Short task
Recast the material below as a Markdown table with the columns Number and Record line, starting with the line that contains "Localize white lamp" and going on through the line that contains "30;345;108;399". Number each row, skip blank lines, and leave the pictures out.

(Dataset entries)
===============

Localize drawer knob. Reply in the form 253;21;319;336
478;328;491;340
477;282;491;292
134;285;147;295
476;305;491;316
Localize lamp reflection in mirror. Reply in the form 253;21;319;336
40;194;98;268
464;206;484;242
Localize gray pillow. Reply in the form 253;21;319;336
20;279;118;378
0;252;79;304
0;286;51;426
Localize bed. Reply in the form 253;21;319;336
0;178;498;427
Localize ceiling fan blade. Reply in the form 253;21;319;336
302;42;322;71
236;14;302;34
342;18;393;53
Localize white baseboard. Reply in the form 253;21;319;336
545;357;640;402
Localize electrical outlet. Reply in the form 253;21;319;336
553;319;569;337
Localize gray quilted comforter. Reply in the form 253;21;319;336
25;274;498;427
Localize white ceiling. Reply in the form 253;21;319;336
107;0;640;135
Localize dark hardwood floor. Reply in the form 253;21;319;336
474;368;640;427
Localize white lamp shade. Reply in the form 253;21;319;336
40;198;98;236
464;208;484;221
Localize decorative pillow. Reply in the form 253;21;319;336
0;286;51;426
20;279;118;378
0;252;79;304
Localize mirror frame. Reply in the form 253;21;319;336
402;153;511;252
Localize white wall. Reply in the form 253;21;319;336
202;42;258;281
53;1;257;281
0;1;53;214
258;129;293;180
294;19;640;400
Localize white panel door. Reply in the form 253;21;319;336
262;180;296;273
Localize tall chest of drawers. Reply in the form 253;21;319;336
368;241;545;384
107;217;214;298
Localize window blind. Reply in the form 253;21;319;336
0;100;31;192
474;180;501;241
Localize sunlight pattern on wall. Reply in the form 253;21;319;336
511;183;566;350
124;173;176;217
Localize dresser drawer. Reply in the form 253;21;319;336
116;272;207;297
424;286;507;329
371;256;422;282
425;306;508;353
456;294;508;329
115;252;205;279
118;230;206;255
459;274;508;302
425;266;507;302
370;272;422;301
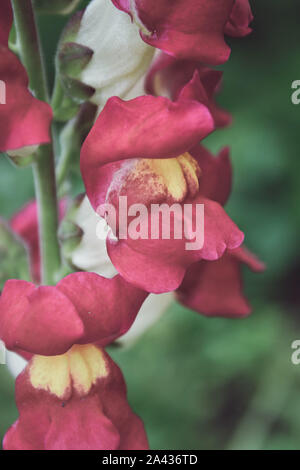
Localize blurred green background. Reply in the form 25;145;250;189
0;0;300;449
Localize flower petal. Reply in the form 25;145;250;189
113;0;234;65
57;273;147;346
81;96;214;210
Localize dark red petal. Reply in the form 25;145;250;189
81;96;214;210
57;272;147;346
0;280;83;356
107;197;244;293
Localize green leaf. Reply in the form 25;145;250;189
0;219;31;289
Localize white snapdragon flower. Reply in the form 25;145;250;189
71;197;173;346
76;0;155;107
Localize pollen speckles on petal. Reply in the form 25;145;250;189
108;152;201;205
30;345;108;399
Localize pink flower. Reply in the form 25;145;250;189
112;0;252;65
0;0;52;152
3;345;148;450
81;96;243;293
145;52;231;128
176;247;265;318
0;272;147;356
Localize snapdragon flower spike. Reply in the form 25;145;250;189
0;272;147;356
3;344;148;450
112;0;251;65
176;247;265;318
81;96;243;293
145;52;232;128
0;0;52;152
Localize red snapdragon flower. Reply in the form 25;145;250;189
3;344;148;450
81;85;243;293
0;272;148;356
145;52;232;128
0;0;52;152
112;0;252;65
176;146;265;317
176;247;265;318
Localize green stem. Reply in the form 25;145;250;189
12;0;61;284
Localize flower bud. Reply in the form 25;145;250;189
57;0;155;107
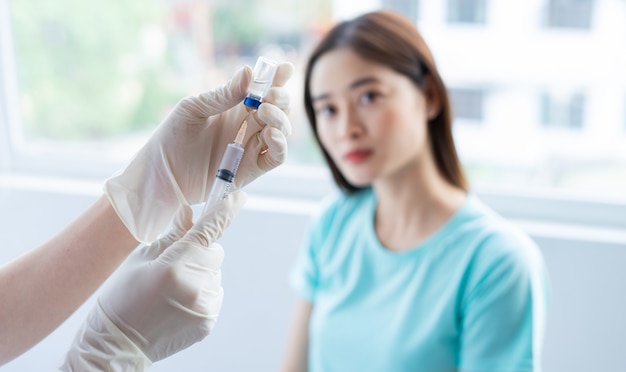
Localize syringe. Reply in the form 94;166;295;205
202;117;248;214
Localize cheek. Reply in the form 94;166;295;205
315;124;333;155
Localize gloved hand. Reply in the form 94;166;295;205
61;191;245;371
104;62;293;244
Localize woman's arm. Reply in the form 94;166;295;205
0;196;137;365
282;300;313;372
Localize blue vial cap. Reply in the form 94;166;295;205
243;97;261;110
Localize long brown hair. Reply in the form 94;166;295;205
304;10;467;193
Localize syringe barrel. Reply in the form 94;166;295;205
243;56;278;110
202;143;243;214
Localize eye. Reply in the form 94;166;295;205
359;90;380;105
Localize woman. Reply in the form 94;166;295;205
284;11;547;372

===============

Solution below
| Number | Record line |
|---|---|
| 1 | Localize white lamp shade. Reply in the form 253;21;319;336 |
| 2 | 40;198;98;236 |
| 3 | 464;208;484;221 |
| 4 | Localize decorative pillow. Reply in the form 253;21;319;336 |
| 5 | 0;286;51;426 |
| 6 | 20;279;118;378 |
| 7 | 0;252;79;304 |
| 8 | Localize mirror frame. Reply in the form 253;21;319;336 |
| 9 | 402;153;511;252 |
| 10 | Localize white wall. Reply in the form 253;21;319;336 |
| 11 | 202;42;258;281 |
| 12 | 53;1;257;281 |
| 13 | 0;1;53;214 |
| 14 | 258;129;293;180 |
| 15 | 294;19;640;400 |
| 16 | Localize white panel door. Reply in the form 253;21;319;336 |
| 17 | 262;180;296;273 |
| 18 | Localize tall chest of drawers. Reply in the form 253;21;319;336 |
| 19 | 368;241;545;384 |
| 20 | 107;217;214;298 |
| 21 | Localize window blind. Reply in the form 253;21;319;336 |
| 22 | 0;100;31;192 |
| 23 | 474;180;501;241 |
| 24 | Localize sunlight pattern on wall. Reply in the form 253;21;319;336 |
| 25 | 511;183;566;350 |
| 26 | 124;173;176;217 |
| 27 | Localize dresser drawer. Reply in the form 253;21;319;336 |
| 28 | 116;272;207;297 |
| 29 | 424;286;507;329 |
| 30 | 371;256;422;282 |
| 31 | 425;306;508;353 |
| 32 | 456;294;508;329 |
| 33 | 115;252;205;279 |
| 34 | 118;230;206;255 |
| 35 | 459;274;508;302 |
| 36 | 425;266;507;302 |
| 37 | 370;272;422;301 |
| 38 | Localize blurred green background. Reply in the form 25;145;250;189 |
| 39 | 0;0;300;449 |
| 40 | Localize flower petal. Reply in the form 25;145;250;189 |
| 41 | 113;0;234;65 |
| 42 | 57;273;147;346 |
| 43 | 81;96;214;210 |
| 44 | Localize dark red petal. Reply in the form 25;145;250;189 |
| 45 | 81;96;214;210 |
| 46 | 57;272;147;346 |
| 47 | 0;280;83;356 |
| 48 | 107;197;244;293 |
| 49 | Localize green leaf. Reply in the form 25;145;250;189 |
| 50 | 0;219;31;289 |
| 51 | Localize white snapdragon flower. Reply in the form 25;145;250;189 |
| 52 | 71;197;173;346 |
| 53 | 76;0;155;107 |
| 54 | Localize pollen speckles on petal. Reply in the form 25;145;250;189 |
| 55 | 108;152;201;205 |
| 56 | 30;345;108;399 |